> [Description of the task]:
State how many lines of the items below contain the string "spiral". Reply with the number alone.

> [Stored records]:

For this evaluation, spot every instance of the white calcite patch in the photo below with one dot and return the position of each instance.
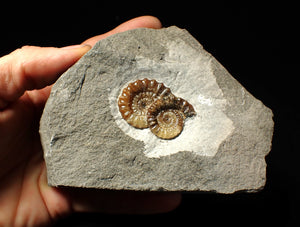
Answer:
(193, 81)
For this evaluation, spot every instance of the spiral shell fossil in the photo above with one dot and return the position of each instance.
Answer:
(149, 104)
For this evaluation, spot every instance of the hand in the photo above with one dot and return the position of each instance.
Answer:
(26, 76)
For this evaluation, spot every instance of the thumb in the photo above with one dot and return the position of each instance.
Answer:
(34, 67)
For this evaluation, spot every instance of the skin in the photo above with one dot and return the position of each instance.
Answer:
(26, 76)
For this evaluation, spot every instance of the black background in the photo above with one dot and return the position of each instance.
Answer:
(257, 44)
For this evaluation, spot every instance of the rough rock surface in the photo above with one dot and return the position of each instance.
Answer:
(87, 143)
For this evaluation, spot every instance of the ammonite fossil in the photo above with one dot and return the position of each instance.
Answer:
(147, 103)
(136, 98)
(166, 116)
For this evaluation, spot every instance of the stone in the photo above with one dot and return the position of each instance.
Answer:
(88, 144)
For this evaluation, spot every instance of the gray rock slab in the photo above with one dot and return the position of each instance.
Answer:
(87, 143)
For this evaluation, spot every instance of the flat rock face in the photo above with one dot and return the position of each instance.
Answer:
(87, 143)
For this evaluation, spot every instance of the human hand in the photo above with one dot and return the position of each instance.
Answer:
(26, 76)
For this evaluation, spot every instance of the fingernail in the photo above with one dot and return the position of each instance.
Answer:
(75, 46)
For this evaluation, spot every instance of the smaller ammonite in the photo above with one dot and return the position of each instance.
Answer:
(147, 103)
(136, 98)
(166, 116)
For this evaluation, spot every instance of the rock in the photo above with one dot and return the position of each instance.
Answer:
(87, 143)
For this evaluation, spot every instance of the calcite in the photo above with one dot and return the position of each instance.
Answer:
(88, 144)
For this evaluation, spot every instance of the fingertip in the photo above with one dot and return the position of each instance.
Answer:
(138, 22)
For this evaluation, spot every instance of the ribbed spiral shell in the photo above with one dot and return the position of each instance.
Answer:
(147, 103)
(136, 98)
(166, 116)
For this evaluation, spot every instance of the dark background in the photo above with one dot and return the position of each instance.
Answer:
(257, 44)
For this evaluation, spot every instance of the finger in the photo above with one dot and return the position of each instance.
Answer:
(129, 202)
(139, 22)
(33, 67)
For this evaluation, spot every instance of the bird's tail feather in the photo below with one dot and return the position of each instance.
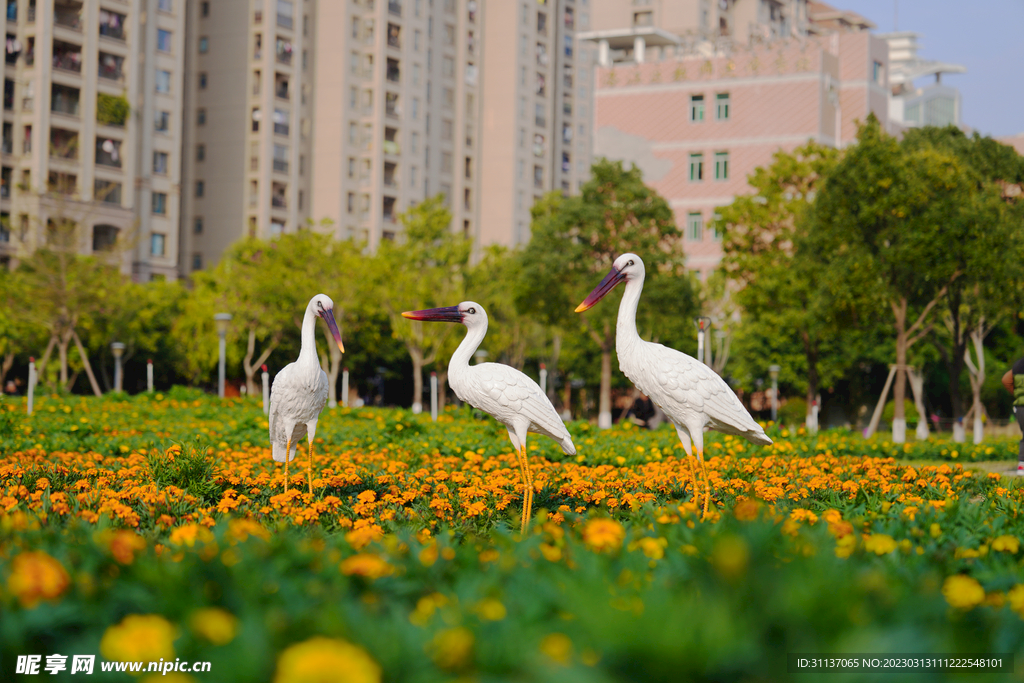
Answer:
(279, 453)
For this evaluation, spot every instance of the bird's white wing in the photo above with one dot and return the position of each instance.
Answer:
(686, 388)
(507, 393)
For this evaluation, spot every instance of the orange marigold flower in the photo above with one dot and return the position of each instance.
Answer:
(139, 637)
(963, 592)
(366, 564)
(35, 577)
(603, 535)
(326, 660)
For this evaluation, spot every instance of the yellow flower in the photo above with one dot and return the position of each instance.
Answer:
(36, 575)
(603, 535)
(217, 626)
(189, 534)
(963, 592)
(880, 544)
(557, 646)
(326, 660)
(1007, 544)
(730, 556)
(366, 564)
(452, 648)
(845, 545)
(139, 637)
(491, 609)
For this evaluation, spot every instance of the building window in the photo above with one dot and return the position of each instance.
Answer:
(164, 40)
(163, 81)
(721, 165)
(694, 227)
(722, 107)
(160, 204)
(160, 163)
(696, 167)
(696, 109)
(157, 244)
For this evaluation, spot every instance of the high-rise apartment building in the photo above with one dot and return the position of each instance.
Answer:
(397, 113)
(699, 113)
(538, 109)
(91, 132)
(248, 125)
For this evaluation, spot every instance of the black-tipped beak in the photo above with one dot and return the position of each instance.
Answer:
(443, 314)
(613, 278)
(328, 315)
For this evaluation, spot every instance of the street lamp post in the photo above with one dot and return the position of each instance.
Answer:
(704, 324)
(222, 321)
(119, 349)
(773, 372)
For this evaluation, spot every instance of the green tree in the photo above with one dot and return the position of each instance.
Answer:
(989, 258)
(576, 239)
(886, 224)
(788, 313)
(424, 268)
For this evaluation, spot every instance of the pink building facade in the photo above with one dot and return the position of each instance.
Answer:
(697, 126)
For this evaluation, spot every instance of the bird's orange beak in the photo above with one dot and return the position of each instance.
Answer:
(443, 314)
(328, 316)
(613, 278)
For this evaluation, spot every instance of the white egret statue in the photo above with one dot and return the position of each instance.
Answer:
(504, 392)
(691, 394)
(299, 391)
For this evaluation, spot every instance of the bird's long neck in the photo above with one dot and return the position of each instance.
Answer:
(460, 359)
(626, 327)
(307, 351)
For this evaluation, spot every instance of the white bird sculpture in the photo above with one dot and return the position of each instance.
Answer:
(299, 391)
(691, 394)
(504, 392)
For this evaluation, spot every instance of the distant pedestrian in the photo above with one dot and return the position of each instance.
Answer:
(1014, 382)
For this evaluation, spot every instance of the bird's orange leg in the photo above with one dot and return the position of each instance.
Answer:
(693, 479)
(288, 450)
(704, 470)
(309, 469)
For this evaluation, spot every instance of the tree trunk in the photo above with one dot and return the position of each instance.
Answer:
(249, 367)
(85, 363)
(604, 400)
(417, 356)
(8, 360)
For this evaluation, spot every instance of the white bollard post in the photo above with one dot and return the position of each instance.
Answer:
(32, 383)
(266, 391)
(433, 396)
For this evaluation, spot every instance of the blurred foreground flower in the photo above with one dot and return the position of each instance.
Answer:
(963, 592)
(36, 575)
(139, 637)
(326, 660)
(603, 535)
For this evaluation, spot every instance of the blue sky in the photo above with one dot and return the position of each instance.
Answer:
(986, 37)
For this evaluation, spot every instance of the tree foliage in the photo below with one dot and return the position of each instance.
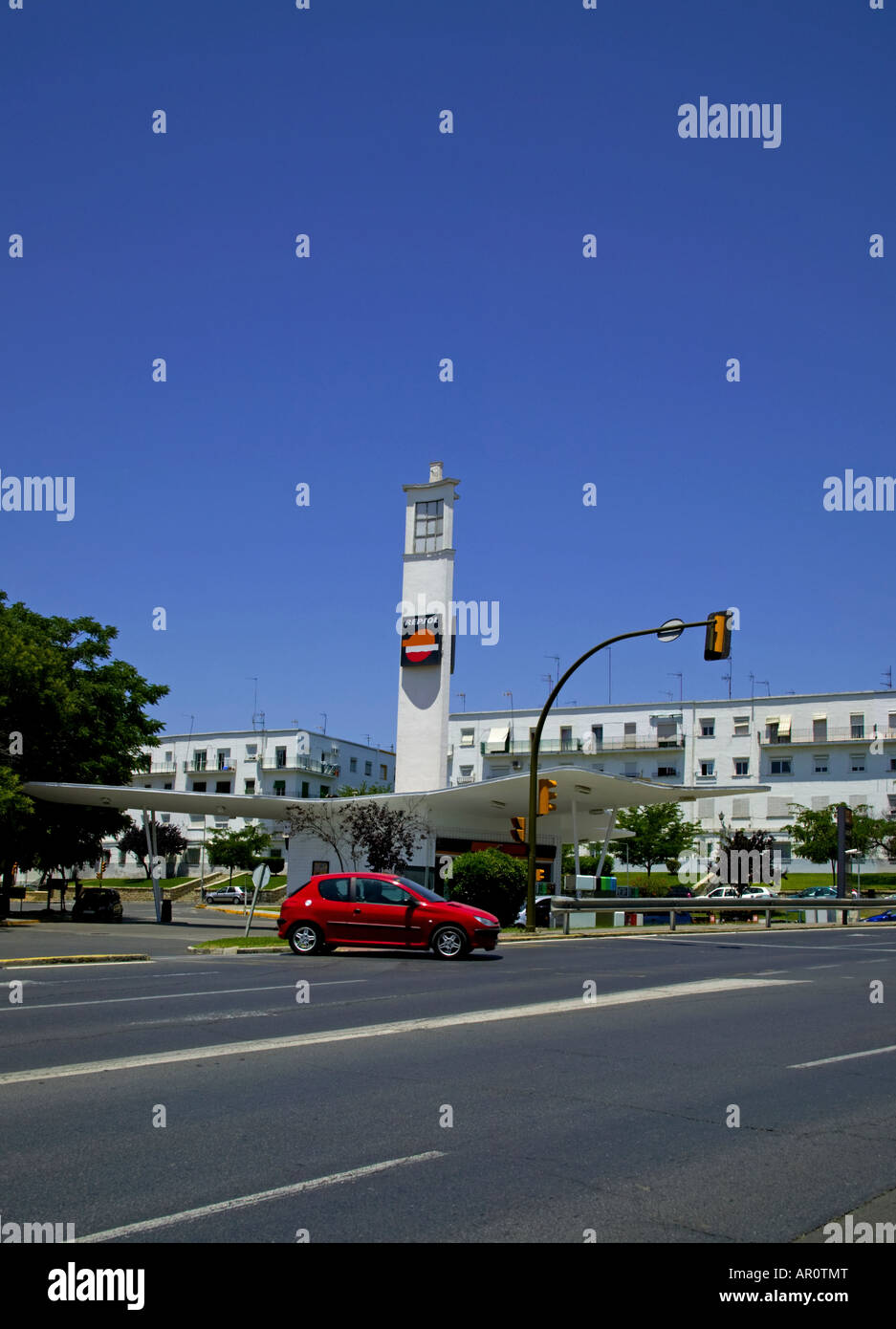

> [Complete answer]:
2